Task: Count the lines in the material below that contain the string "green", treating uppercase and lowercase letters as different, and reply with only the number.

─── Task material

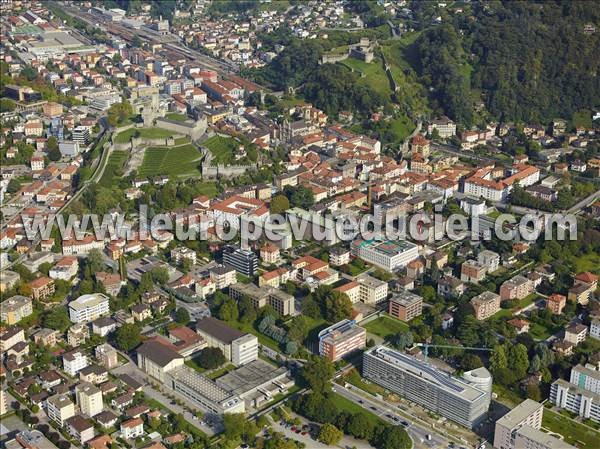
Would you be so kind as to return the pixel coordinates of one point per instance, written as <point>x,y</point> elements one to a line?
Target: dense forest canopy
<point>524,61</point>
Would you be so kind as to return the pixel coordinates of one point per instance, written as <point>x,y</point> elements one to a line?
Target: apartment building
<point>575,399</point>
<point>426,385</point>
<point>485,305</point>
<point>472,271</point>
<point>556,303</point>
<point>74,361</point>
<point>60,408</point>
<point>517,287</point>
<point>87,308</point>
<point>219,335</point>
<point>405,305</point>
<point>520,428</point>
<point>341,339</point>
<point>15,308</point>
<point>388,255</point>
<point>89,399</point>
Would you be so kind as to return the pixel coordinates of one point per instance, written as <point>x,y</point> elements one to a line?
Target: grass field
<point>178,161</point>
<point>114,166</point>
<point>175,116</point>
<point>573,432</point>
<point>150,133</point>
<point>222,148</point>
<point>384,326</point>
<point>344,404</point>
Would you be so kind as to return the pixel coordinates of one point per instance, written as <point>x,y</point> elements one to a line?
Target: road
<point>417,433</point>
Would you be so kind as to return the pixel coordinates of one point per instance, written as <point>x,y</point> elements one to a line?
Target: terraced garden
<point>114,168</point>
<point>174,162</point>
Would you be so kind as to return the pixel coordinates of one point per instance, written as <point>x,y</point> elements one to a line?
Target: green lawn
<point>344,404</point>
<point>114,166</point>
<point>178,161</point>
<point>177,117</point>
<point>385,326</point>
<point>150,133</point>
<point>222,149</point>
<point>573,432</point>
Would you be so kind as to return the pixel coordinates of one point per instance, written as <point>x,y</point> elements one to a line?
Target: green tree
<point>318,372</point>
<point>337,307</point>
<point>279,204</point>
<point>128,337</point>
<point>329,434</point>
<point>182,316</point>
<point>210,358</point>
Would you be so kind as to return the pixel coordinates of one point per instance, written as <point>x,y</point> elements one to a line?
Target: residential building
<point>576,333</point>
<point>223,276</point>
<point>132,428</point>
<point>517,287</point>
<point>586,377</point>
<point>389,255</point>
<point>243,260</point>
<point>60,408</point>
<point>520,429</point>
<point>15,308</point>
<point>339,255</point>
<point>573,398</point>
<point>89,399</point>
<point>219,335</point>
<point>80,429</point>
<point>156,359</point>
<point>87,308</point>
<point>472,271</point>
<point>485,305</point>
<point>244,349</point>
<point>426,385</point>
<point>556,303</point>
<point>341,339</point>
<point>74,361</point>
<point>405,305</point>
<point>78,334</point>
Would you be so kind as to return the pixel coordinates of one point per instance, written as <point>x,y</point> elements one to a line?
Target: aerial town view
<point>299,224</point>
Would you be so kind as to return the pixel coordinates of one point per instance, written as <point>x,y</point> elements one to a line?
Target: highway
<point>417,432</point>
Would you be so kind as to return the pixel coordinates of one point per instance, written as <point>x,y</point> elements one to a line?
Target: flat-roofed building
<point>485,305</point>
<point>389,255</point>
<point>203,392</point>
<point>405,306</point>
<point>426,385</point>
<point>341,339</point>
<point>15,308</point>
<point>519,429</point>
<point>88,307</point>
<point>60,408</point>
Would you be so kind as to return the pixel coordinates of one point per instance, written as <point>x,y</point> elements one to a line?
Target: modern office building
<point>520,429</point>
<point>386,254</point>
<point>341,339</point>
<point>243,260</point>
<point>575,399</point>
<point>87,308</point>
<point>405,305</point>
<point>203,392</point>
<point>426,385</point>
<point>236,346</point>
<point>89,399</point>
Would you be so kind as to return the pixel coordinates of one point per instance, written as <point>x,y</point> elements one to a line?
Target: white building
<point>89,307</point>
<point>73,362</point>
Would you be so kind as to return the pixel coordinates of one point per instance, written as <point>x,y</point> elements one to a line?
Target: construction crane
<point>426,347</point>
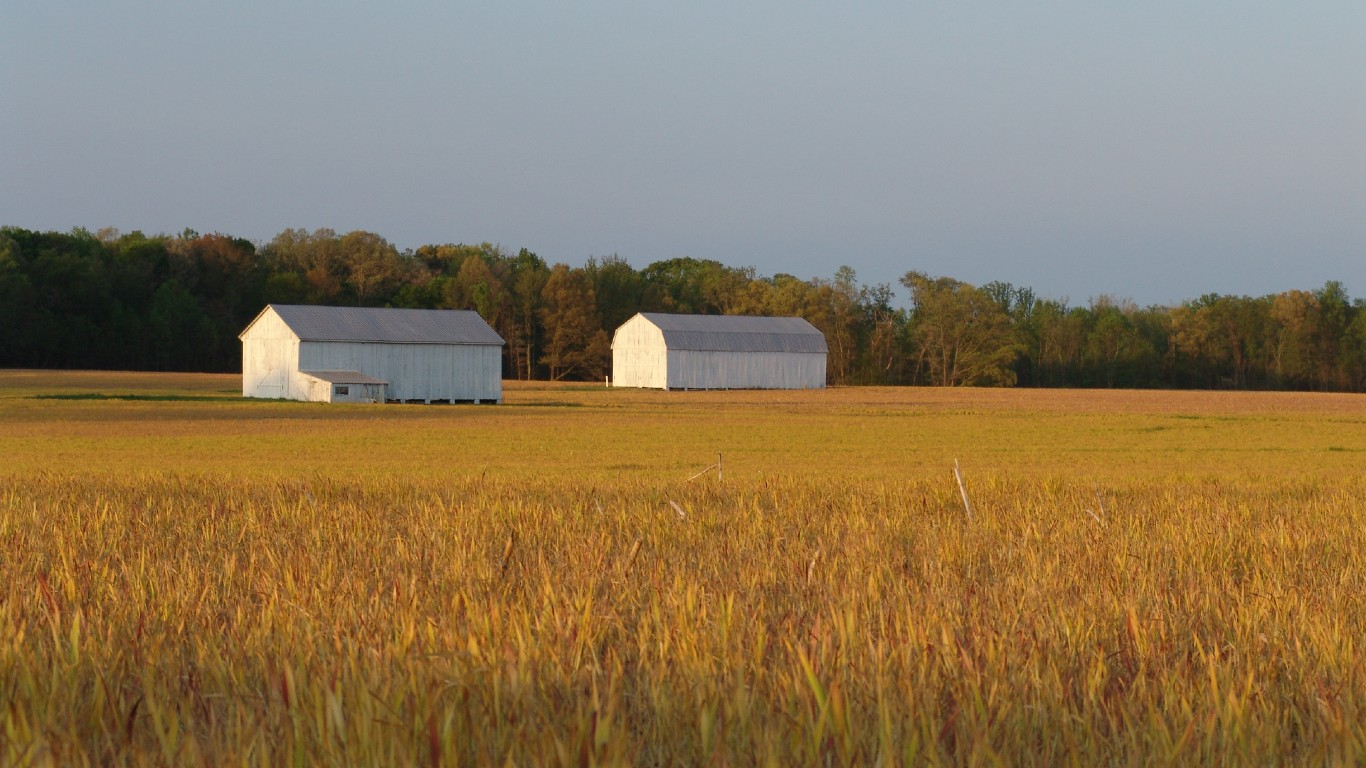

──────

Written reply: 2